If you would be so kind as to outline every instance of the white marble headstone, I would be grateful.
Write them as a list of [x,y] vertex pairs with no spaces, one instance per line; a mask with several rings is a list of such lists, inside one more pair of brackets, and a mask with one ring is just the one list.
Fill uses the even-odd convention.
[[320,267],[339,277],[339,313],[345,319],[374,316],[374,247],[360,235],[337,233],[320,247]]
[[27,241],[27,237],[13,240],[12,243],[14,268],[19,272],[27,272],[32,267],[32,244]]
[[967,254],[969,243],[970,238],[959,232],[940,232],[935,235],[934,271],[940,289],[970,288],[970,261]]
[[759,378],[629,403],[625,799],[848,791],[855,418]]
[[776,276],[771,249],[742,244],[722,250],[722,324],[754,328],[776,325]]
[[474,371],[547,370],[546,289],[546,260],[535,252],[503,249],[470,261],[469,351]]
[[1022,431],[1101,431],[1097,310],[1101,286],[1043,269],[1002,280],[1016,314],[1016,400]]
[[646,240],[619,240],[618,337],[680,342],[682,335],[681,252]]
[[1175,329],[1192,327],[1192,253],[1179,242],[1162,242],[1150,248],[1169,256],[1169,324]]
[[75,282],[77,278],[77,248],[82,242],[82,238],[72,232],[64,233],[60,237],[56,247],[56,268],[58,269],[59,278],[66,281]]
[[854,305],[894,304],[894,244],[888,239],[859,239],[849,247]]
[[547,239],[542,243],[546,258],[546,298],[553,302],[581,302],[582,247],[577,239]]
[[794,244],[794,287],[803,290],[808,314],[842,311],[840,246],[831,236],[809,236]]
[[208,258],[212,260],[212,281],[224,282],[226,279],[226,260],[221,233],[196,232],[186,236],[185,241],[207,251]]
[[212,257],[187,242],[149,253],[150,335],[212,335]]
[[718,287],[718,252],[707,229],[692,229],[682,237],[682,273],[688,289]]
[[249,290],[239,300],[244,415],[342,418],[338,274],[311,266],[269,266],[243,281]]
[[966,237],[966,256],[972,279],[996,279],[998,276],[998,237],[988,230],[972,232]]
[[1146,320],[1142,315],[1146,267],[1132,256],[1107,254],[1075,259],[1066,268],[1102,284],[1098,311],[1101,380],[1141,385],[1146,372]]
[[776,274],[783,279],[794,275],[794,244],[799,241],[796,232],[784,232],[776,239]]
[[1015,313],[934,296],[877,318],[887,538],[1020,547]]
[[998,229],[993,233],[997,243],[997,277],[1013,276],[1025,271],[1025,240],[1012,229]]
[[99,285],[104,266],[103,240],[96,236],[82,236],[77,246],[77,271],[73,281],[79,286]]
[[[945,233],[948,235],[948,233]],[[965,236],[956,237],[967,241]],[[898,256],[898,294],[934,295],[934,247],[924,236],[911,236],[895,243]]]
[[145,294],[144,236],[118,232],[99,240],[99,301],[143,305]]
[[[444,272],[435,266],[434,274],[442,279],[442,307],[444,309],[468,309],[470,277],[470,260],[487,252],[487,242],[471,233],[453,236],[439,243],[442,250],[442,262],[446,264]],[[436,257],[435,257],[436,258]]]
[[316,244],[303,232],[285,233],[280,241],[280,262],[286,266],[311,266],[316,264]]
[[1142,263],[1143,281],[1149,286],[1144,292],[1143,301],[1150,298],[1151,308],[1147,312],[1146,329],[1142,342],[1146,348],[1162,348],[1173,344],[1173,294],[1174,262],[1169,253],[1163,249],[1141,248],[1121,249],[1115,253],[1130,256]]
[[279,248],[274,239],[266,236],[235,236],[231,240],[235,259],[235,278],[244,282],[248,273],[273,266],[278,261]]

____________________

* **Task brief**: Retype the listing. Match it exactly.

* **Result**:
If you would be so kind as to outline every instance of the white marble headstone, I would be grateful.
Write them as a list of [x,y] vertex pairs with no spaces, one instance per line; a mask with several rings is a list of such lists, inside one more pair of brackets, and a mask with one ring is just the one list.
Fill uses the even-odd convention.
[[320,267],[339,277],[339,313],[345,319],[374,316],[374,247],[360,235],[337,233],[320,247]]
[[27,241],[27,237],[13,240],[12,243],[14,268],[19,272],[27,272],[32,267],[32,244]]
[[967,254],[969,243],[970,238],[959,232],[940,232],[935,235],[934,271],[940,289],[970,288],[970,261]]
[[759,378],[629,403],[625,799],[848,791],[855,418]]
[[776,276],[771,249],[742,244],[722,250],[722,324],[754,328],[776,325]]
[[474,371],[547,370],[546,289],[546,260],[535,252],[503,249],[470,261],[469,351]]
[[1022,431],[1101,431],[1097,310],[1101,286],[1043,269],[1002,280],[1016,314],[1016,400]]
[[646,240],[619,240],[618,337],[680,342],[682,335],[681,252]]
[[1175,329],[1192,327],[1192,253],[1179,242],[1162,242],[1150,248],[1169,256],[1169,324]]
[[75,282],[77,278],[77,248],[82,242],[82,238],[72,232],[64,233],[60,237],[56,247],[56,268],[58,269],[59,278],[66,281]]
[[854,305],[894,304],[894,244],[888,239],[859,239],[849,247]]
[[547,239],[542,243],[546,258],[546,298],[553,302],[581,302],[582,247],[577,239]]
[[794,244],[794,287],[803,290],[808,314],[842,311],[840,246],[831,236],[809,236]]
[[208,258],[212,260],[212,281],[224,282],[226,279],[226,260],[221,233],[196,232],[186,236],[185,241],[207,251]]
[[212,257],[187,242],[149,253],[150,335],[212,335]]
[[718,287],[718,252],[707,229],[692,229],[682,237],[682,273],[688,289]]
[[249,290],[239,300],[244,415],[342,418],[338,274],[311,266],[269,266],[243,281]]
[[966,237],[966,256],[972,279],[996,279],[998,276],[998,237],[988,230],[972,232]]
[[1146,320],[1142,315],[1146,267],[1132,256],[1107,254],[1075,259],[1066,268],[1102,284],[1098,311],[1101,380],[1141,385],[1146,372]]
[[776,274],[783,279],[794,275],[794,244],[799,241],[796,232],[784,232],[776,239]]
[[1015,313],[934,296],[877,318],[887,538],[1020,547]]
[[998,229],[993,233],[997,243],[997,277],[1013,276],[1025,271],[1025,240],[1012,229]]
[[99,285],[104,266],[103,240],[96,236],[82,236],[77,246],[77,271],[73,281],[79,286]]
[[[945,233],[948,235],[948,233]],[[965,236],[956,237],[967,241]],[[898,256],[898,294],[934,295],[934,247],[924,236],[911,236],[895,243]]]
[[145,294],[144,236],[118,232],[99,240],[99,301],[143,305]]
[[[444,272],[435,266],[434,274],[442,279],[442,307],[444,309],[468,309],[470,277],[470,260],[487,252],[487,242],[471,233],[453,236],[439,243],[442,250],[442,262],[446,264]],[[436,257],[435,257],[436,258]]]
[[316,244],[303,232],[285,233],[280,241],[280,262],[286,266],[311,266],[316,264]]
[[1142,263],[1143,281],[1149,286],[1144,292],[1143,301],[1150,298],[1151,308],[1147,312],[1146,329],[1142,342],[1146,348],[1162,348],[1173,344],[1173,294],[1174,262],[1169,253],[1163,249],[1141,248],[1121,249],[1115,253],[1130,256]]
[[279,248],[274,239],[266,236],[235,236],[231,240],[235,259],[235,278],[244,282],[248,273],[273,266],[278,261]]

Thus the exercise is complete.